The data:

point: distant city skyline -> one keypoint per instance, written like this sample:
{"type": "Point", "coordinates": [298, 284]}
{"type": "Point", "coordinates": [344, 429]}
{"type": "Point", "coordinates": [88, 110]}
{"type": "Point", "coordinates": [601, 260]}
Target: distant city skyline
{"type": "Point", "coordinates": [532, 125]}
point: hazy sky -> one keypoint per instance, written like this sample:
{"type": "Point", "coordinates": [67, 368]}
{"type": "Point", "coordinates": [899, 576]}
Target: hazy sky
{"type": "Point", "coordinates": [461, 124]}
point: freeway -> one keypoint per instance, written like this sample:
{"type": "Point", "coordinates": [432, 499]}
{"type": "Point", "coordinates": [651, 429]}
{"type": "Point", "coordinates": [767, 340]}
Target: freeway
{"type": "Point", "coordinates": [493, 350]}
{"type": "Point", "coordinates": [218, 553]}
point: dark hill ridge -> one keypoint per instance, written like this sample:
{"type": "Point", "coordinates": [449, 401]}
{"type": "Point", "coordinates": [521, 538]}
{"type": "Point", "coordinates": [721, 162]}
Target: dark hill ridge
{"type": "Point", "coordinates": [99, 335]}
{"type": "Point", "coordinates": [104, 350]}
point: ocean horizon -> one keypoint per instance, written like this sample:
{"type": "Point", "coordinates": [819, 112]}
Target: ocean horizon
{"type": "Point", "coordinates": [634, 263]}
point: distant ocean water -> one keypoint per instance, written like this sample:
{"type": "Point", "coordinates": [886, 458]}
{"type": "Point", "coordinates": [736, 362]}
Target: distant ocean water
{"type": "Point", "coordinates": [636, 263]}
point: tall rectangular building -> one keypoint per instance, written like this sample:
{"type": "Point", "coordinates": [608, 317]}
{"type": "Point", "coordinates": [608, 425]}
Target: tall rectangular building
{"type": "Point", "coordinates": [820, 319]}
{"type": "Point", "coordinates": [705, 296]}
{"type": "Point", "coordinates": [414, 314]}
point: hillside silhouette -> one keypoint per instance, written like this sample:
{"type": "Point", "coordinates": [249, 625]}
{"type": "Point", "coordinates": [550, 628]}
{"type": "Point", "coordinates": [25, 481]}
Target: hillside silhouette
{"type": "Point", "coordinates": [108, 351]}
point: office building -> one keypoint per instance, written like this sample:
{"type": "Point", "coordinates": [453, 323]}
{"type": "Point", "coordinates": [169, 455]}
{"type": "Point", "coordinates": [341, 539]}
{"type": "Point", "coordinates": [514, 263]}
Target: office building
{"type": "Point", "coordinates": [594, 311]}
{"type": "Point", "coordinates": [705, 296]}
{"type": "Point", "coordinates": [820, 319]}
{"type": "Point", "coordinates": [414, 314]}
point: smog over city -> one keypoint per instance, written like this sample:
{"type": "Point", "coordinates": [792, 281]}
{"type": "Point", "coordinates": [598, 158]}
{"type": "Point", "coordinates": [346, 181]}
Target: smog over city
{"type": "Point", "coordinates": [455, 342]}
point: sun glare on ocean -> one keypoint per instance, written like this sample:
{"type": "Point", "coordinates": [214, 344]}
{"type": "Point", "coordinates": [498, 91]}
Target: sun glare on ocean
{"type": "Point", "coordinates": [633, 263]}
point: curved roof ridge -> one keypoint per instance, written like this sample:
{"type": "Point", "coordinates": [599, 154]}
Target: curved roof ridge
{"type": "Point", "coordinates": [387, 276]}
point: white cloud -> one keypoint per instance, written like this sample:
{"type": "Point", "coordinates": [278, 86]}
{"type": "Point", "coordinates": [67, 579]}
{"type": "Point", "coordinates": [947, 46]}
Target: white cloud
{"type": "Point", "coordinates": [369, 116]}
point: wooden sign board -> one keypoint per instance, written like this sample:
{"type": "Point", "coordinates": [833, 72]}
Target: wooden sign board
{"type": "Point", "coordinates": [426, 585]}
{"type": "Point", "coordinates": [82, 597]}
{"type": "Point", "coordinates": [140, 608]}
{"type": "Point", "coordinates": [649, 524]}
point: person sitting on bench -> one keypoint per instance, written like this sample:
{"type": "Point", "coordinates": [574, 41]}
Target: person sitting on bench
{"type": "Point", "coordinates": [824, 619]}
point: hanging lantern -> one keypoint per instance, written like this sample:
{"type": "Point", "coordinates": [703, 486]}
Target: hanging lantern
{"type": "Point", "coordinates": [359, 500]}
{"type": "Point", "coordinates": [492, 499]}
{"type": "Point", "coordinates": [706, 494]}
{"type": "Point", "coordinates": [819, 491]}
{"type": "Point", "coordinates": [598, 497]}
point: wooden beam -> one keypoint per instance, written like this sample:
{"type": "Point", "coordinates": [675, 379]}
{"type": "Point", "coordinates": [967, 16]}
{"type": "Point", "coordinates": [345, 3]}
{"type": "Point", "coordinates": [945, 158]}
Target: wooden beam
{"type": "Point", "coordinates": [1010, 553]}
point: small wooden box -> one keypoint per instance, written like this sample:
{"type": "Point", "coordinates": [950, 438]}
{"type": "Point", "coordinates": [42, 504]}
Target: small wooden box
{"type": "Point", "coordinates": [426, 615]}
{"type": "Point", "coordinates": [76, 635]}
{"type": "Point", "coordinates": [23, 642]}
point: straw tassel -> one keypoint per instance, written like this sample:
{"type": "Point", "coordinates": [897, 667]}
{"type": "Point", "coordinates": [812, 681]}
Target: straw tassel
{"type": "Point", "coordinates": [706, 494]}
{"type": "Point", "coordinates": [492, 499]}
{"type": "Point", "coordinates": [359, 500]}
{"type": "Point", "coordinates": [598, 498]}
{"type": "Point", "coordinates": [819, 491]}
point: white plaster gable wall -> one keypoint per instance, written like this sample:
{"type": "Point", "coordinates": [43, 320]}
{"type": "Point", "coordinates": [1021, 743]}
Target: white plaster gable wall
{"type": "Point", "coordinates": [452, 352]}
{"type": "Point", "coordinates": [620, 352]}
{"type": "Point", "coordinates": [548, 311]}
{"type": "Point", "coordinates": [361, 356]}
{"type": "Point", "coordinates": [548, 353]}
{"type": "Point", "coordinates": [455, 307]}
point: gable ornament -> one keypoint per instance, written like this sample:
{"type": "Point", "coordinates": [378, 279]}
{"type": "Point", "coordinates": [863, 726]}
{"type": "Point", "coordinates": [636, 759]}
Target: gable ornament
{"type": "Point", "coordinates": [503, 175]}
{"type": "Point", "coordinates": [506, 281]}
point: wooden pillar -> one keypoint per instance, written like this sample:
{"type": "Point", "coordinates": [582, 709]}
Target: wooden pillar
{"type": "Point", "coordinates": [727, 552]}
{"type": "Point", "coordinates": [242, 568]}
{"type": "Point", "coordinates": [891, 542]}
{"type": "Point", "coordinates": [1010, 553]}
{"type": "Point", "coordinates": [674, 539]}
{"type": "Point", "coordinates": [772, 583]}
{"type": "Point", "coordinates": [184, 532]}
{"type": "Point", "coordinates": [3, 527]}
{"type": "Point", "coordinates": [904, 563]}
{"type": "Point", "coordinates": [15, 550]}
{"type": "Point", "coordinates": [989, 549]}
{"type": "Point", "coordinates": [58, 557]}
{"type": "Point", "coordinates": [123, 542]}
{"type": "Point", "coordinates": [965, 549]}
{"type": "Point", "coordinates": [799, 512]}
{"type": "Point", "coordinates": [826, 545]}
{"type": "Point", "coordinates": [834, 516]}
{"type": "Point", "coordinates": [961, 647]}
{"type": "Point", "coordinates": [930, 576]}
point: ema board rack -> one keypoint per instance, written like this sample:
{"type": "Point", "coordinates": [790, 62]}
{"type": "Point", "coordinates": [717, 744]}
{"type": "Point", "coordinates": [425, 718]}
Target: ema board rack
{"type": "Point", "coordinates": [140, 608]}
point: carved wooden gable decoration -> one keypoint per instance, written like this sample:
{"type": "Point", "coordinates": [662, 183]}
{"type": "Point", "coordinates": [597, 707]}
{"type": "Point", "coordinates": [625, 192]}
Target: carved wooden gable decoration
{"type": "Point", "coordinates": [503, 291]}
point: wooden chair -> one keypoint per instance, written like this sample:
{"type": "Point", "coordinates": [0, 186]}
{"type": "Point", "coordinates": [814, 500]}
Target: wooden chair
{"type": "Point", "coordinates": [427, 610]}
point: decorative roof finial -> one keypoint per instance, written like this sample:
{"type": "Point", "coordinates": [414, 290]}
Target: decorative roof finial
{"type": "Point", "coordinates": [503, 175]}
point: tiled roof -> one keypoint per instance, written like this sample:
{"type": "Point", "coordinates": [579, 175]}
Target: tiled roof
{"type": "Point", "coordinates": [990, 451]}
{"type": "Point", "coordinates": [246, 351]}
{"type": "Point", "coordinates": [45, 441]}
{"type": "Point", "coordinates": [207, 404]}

What is asked:
Can you print, line for line and unaltered, the stretch that opens with the line containing "point: tiled roof" and closes with the last line of the items?

Correct output:
point: tiled roof -> one keypoint per instance, written like this sample:
{"type": "Point", "coordinates": [579, 175]}
Target: tiled roof
{"type": "Point", "coordinates": [990, 451]}
{"type": "Point", "coordinates": [246, 351]}
{"type": "Point", "coordinates": [45, 441]}
{"type": "Point", "coordinates": [207, 404]}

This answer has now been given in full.